═══ SELECTED EXCERPT ═══
The poor planning, and irreverent drawing of the new border would split generations old communities. Mass hysteria pit village against village; Hindus, Sikhs, and Muslims found themselves in bloody struggles for survival, each group playing antagonist and protagonist. Being Hindus on the Paksitani side of the new border, Bhajan Lal’s family made the dangerous trip, relocating to nearby Amritsar.

His family in financial need, Bhajan Lal took a job in an undergarment store where the tourist rest house (NRI Niwas) now sits near the Golden Temple. He did his best to work hard, but his heart was not in his work. He would go to work each day and did his duties, but his mind was elsewhere and all of his coworkers could tell. His mind was enchanted by sounds.

The sounds distracted him and teased him like the memory of a lover’s call. But the sound was not the call from a lover’s lips. The sound was the bouncing tones emanating from the stretched head of the tabla. In that time, the late 1940’s and 1950’s Amritsar was still a hub for musical expression and nowhere was it more on display than in the environment of the Golden Temple. Bhajan Lal would hear the music emanating from that place and see its purveyors in the grounds around the temple complex. He would go listen inside the temple itself. It was all he could think of. He had to join this world and become an artist himself.

Near his place of work, there were a few renowned tabla lutihers. Stores like Baba Heera Singh’s music shop, which still exist today, were near the old gothic style clock tower erected by the British residency seventy years earlier. It loomed like an eerie old tree. In that time, a set of tablas cost 25 rupees. Bhajan Lal made 20 rupees in a month. Upon receiving his monthly pay, he returned to the music shops and was able to bargain a table set down to 20 rupees.

When he arrived home and his mother and grandfather saw that he had brought home drums instead of 20 rupees, they were livid. “We’re not musicians! Leave those tablas for the musicians at nautch (dancing girls) houses!” His grandfather was so incensed that he grabbed Bhajan Lal’s precious possessions and threw them out with the garbage. Undaunted, Bhajan Lal retrieved his instrument from the trash and brought them back home. Eventually his family would relent on the condition that the young man continue his work selling hosiery. He agreed to the terms.
═══
**WRITTEN REQUEST 1:** In the passage on Bhajan Lal, how much did a set of tablas cost in that period?
**WRITTEN REQUEST 2:** Resume the passage on Bhajan Lal, picking up right after its final sentence.
The listing that follows has no connection to the passage on Bhajan Lal.
═══ EXTRACTED RECORDS ═══
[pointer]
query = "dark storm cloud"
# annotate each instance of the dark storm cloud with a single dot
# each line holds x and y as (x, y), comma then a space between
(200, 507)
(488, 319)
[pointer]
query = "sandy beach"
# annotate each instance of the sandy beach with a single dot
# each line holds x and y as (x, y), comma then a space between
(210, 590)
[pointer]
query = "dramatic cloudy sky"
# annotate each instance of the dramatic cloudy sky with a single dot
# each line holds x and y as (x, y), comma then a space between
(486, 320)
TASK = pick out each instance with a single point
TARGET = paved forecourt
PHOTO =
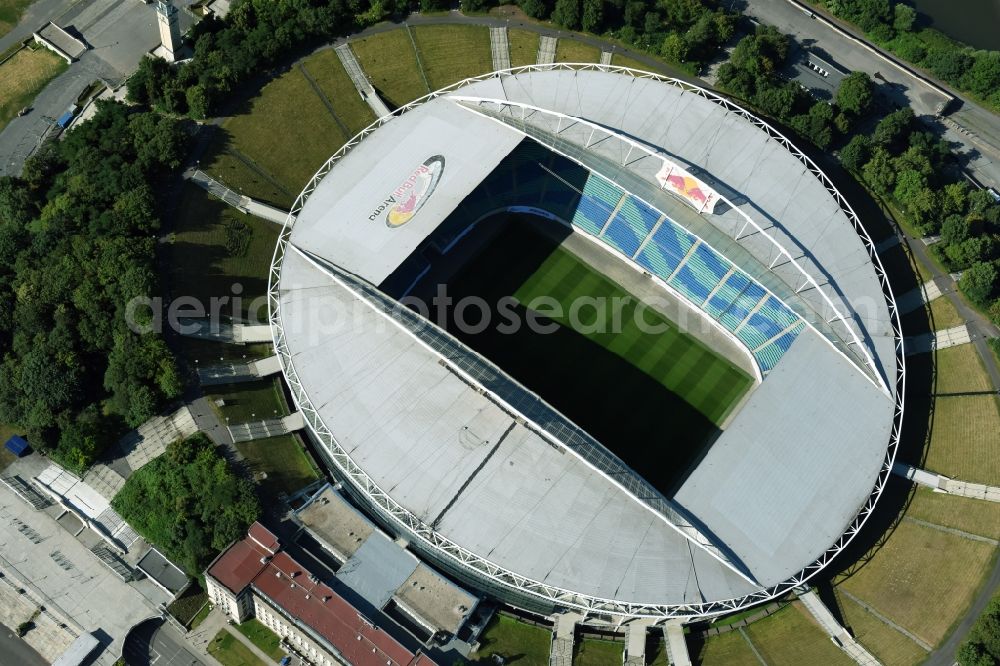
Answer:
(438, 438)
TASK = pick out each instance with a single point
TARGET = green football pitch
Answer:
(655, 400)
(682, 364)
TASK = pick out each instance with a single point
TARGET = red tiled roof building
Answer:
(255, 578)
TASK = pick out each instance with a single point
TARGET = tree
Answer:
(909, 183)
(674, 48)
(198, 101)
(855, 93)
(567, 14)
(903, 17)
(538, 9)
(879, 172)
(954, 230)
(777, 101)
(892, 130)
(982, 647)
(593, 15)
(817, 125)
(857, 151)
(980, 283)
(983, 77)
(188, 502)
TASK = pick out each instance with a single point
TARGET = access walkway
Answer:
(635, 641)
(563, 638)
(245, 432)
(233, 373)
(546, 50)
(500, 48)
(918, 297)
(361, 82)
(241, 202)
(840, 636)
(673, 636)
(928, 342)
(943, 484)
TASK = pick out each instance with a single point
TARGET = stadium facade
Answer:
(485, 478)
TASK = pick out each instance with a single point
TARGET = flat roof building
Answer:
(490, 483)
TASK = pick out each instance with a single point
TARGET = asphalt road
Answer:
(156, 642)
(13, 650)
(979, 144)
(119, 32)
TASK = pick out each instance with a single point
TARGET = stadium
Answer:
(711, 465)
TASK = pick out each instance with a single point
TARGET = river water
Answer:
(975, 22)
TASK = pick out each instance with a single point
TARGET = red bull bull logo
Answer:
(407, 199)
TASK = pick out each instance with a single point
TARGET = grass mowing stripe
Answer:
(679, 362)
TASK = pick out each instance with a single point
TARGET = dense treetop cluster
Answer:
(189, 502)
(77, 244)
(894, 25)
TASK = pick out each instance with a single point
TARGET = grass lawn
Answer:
═══
═══ EXTRACTED RECORDS ═══
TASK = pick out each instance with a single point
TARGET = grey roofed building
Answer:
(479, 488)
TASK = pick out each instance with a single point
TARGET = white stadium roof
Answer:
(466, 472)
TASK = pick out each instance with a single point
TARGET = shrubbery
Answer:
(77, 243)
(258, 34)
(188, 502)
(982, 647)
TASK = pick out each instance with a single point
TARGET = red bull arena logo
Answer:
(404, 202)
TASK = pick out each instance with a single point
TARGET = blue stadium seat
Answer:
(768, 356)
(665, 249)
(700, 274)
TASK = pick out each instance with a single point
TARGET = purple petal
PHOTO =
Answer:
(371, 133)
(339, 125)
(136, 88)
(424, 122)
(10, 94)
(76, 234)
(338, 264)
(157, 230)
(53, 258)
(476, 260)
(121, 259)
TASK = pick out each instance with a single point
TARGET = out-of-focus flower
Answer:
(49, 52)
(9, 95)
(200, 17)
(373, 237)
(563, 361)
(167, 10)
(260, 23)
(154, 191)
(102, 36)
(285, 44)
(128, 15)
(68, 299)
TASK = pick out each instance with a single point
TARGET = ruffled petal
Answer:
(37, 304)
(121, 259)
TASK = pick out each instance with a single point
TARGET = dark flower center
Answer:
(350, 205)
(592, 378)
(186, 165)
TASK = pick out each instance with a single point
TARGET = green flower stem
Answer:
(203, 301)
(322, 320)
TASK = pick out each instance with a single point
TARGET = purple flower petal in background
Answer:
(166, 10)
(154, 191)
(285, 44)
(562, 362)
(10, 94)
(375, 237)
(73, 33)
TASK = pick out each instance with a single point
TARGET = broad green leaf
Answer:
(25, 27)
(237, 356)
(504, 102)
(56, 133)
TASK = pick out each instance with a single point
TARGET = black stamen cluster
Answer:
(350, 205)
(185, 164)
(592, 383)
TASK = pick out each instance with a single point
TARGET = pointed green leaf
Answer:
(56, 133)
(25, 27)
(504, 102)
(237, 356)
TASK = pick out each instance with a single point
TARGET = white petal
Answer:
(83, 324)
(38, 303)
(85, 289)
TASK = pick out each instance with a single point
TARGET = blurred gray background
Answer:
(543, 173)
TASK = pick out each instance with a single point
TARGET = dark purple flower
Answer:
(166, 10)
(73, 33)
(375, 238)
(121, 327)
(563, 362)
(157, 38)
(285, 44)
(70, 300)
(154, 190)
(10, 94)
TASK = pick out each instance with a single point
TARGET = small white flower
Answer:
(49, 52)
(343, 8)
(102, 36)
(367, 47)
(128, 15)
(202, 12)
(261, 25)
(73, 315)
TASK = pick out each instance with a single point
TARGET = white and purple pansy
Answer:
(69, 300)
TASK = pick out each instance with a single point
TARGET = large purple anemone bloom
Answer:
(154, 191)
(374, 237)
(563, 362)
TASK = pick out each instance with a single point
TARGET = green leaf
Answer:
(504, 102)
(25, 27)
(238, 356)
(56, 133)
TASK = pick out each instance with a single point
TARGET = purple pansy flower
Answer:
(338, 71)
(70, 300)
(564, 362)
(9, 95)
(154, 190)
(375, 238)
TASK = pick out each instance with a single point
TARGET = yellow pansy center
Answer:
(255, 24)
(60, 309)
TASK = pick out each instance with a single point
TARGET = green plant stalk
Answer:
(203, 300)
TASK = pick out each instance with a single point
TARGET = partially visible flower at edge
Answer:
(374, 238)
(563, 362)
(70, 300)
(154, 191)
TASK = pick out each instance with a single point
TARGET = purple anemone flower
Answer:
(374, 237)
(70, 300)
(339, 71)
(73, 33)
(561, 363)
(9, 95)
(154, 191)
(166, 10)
═══
═══ EXTRACTED RECORDS ═══
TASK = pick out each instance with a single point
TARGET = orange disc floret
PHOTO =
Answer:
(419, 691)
═══
**FINAL ANSWER 1:** 25 rupees.

**FINAL ANSWER 2:**
While he continued working at the shop, he also began to practice tabla. He’d had some experience playing dholki, a simple two-sided drum, but nothing with the complexity of his new instrument. With such a small salary, Bhajan Lal was unable to pay a teacher, so he set out to learn table on his own-a difficult task due to the drums relative complexity and need for proper technique. He supplemented his hours of personal practice with tidbits of knowledge from rababi* masters he would have chance meetings with. His skill grew despite his lack of formal instruction to where he was accompanying musicians in many gurdwaras and Hindu mandirs in the city on a regular basis.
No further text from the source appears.